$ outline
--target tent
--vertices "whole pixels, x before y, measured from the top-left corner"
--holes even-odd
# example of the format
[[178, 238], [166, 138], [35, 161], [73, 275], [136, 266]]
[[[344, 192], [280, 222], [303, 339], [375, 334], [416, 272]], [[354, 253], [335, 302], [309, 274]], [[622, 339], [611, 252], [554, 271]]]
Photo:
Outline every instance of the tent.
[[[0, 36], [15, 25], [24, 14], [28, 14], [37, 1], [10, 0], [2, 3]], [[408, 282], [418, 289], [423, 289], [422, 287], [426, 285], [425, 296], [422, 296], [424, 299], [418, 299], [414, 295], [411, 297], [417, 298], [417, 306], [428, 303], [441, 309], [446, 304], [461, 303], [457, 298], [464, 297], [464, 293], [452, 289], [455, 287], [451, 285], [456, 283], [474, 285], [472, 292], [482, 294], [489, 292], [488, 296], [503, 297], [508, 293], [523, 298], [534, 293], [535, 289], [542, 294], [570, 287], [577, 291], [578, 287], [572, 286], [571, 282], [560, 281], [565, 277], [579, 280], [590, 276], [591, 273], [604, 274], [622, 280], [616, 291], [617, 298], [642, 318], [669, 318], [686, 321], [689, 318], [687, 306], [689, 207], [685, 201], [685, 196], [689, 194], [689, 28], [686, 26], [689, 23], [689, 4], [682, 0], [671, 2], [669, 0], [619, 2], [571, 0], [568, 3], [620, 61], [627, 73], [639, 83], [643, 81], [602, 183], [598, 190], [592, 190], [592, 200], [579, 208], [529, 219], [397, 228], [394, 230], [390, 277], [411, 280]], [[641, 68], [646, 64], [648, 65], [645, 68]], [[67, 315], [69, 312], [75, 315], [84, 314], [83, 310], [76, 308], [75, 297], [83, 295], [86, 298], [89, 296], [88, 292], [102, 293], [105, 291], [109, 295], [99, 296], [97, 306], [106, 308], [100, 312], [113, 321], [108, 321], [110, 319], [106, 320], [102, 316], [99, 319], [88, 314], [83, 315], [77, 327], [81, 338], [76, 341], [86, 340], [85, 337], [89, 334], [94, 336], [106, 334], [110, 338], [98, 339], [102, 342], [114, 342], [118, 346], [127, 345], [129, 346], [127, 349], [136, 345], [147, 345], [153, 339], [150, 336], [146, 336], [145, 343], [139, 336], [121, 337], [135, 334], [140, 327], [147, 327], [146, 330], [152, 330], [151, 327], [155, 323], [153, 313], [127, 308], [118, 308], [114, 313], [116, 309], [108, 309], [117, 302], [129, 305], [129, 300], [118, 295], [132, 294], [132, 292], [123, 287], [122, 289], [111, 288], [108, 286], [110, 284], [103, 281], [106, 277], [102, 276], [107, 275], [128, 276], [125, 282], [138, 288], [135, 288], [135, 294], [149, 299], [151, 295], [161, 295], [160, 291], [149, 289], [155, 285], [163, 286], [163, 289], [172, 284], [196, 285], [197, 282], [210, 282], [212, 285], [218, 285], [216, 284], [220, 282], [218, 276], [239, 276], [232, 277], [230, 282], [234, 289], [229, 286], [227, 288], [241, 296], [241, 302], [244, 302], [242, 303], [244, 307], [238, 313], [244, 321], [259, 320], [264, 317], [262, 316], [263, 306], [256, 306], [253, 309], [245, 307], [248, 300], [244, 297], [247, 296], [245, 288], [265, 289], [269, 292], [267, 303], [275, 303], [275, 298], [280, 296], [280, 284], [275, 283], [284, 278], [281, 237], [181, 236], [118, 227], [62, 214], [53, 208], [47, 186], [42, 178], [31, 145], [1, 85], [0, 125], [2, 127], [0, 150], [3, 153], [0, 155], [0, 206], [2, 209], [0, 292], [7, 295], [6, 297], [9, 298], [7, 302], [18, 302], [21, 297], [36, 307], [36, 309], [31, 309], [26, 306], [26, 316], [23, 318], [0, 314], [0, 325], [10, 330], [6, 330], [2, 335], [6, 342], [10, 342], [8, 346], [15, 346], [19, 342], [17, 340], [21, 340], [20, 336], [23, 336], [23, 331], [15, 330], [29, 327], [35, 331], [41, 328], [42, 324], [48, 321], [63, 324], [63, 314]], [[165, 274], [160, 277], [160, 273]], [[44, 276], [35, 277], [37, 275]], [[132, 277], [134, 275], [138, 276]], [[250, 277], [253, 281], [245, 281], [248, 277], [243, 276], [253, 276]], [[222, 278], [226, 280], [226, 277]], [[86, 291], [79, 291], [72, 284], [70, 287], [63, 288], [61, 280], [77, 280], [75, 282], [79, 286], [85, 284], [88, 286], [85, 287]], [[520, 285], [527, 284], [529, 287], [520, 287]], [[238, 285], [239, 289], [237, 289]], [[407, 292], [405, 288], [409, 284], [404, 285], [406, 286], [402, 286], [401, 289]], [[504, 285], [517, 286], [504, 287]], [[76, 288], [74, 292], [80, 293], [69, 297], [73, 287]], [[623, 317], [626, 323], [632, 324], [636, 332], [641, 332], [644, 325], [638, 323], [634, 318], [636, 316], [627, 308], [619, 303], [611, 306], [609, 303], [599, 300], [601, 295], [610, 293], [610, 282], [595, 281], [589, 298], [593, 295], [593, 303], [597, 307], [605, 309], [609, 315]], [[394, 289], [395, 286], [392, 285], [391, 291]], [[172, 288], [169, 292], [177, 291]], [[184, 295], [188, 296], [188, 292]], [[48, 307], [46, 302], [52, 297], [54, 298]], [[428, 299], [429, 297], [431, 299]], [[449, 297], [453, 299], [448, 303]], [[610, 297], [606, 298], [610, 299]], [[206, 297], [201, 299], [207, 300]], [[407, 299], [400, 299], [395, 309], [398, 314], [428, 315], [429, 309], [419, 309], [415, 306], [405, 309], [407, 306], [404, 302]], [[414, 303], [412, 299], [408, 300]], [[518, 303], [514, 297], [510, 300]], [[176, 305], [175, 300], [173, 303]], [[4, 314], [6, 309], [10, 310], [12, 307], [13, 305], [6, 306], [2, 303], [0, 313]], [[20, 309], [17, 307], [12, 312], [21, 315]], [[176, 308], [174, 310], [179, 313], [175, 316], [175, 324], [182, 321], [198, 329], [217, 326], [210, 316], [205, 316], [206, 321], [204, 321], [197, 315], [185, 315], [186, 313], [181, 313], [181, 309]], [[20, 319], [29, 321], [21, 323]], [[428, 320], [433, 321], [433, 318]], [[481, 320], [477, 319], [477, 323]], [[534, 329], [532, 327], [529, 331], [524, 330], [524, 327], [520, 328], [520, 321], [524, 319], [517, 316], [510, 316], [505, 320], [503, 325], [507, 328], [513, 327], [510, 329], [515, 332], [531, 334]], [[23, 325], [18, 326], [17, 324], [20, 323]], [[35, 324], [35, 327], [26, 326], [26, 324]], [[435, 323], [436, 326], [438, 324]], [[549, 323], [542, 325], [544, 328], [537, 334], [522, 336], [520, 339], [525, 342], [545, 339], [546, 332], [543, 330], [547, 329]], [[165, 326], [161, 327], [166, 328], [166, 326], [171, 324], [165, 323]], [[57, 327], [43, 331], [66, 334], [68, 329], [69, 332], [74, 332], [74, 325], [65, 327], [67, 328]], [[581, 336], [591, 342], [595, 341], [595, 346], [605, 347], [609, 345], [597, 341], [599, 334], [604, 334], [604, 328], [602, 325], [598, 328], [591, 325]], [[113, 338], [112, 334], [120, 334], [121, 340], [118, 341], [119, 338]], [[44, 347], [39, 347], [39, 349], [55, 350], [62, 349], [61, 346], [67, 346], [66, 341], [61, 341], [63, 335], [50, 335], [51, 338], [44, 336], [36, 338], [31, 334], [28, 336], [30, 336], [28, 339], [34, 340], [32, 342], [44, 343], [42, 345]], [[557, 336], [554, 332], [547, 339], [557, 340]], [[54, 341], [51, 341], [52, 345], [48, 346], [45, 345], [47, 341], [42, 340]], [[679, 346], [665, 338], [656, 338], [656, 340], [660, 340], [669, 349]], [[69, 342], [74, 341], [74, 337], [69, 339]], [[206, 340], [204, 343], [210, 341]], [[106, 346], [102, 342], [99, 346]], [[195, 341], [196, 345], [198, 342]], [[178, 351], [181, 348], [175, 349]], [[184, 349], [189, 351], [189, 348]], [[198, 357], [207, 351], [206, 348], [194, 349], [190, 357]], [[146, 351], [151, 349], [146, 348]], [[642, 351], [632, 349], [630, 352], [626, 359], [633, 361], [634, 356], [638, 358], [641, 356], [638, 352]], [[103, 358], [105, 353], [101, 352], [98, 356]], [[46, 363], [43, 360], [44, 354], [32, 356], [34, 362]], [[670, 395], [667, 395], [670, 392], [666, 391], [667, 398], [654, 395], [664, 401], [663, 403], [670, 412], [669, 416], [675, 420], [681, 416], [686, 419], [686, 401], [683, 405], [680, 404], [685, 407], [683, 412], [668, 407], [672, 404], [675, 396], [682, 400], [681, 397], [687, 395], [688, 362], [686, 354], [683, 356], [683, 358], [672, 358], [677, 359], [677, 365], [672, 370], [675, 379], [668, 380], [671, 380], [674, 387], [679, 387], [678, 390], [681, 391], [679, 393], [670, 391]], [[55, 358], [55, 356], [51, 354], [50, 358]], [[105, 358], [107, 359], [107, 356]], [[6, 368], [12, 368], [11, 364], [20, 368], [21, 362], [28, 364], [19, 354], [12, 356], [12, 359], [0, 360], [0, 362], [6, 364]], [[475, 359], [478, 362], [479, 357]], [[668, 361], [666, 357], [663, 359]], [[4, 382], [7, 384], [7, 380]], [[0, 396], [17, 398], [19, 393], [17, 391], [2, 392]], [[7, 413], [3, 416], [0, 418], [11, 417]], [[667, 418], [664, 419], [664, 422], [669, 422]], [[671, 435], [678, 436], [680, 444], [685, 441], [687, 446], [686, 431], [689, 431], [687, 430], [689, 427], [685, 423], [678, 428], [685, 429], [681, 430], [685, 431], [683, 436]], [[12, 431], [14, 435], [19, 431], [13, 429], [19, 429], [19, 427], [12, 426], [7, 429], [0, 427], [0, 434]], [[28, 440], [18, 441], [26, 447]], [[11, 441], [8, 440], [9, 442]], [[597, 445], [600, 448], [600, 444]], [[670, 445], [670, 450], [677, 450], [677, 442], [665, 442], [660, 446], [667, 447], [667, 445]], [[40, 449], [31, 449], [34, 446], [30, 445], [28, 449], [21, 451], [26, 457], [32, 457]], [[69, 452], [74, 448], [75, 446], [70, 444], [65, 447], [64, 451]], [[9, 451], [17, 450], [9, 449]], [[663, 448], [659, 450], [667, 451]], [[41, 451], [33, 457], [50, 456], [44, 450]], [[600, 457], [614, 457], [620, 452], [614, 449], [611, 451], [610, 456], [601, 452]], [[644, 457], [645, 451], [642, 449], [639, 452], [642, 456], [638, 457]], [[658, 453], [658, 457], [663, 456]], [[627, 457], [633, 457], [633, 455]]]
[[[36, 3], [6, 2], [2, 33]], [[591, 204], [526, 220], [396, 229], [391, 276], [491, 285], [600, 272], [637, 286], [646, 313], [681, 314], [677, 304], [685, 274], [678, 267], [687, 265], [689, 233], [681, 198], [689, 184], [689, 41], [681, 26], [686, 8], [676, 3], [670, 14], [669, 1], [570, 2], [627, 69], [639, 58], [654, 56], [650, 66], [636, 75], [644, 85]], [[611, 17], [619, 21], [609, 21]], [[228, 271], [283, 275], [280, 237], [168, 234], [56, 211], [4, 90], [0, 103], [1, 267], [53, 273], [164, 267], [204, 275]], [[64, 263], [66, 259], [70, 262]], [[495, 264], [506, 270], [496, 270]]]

What to work on: Return everything from the start of the records down to the line containing "Outline every instance of the tent.", inclusive, reproducing each line exactly.

Solution to this exercise:
$ outline
--target tent
--vertices "whole pixels, x before y, measured from the top-left corner"
--holes even-odd
# example of the format
[[178, 238], [166, 138], [35, 161], [73, 275], [136, 266]]
[[[344, 192], [280, 222], [303, 339], [375, 334], [416, 272]], [[354, 253], [335, 302], [309, 274]], [[622, 339], [611, 252], [554, 271]]]
Photo:
Outline every instance of the tent.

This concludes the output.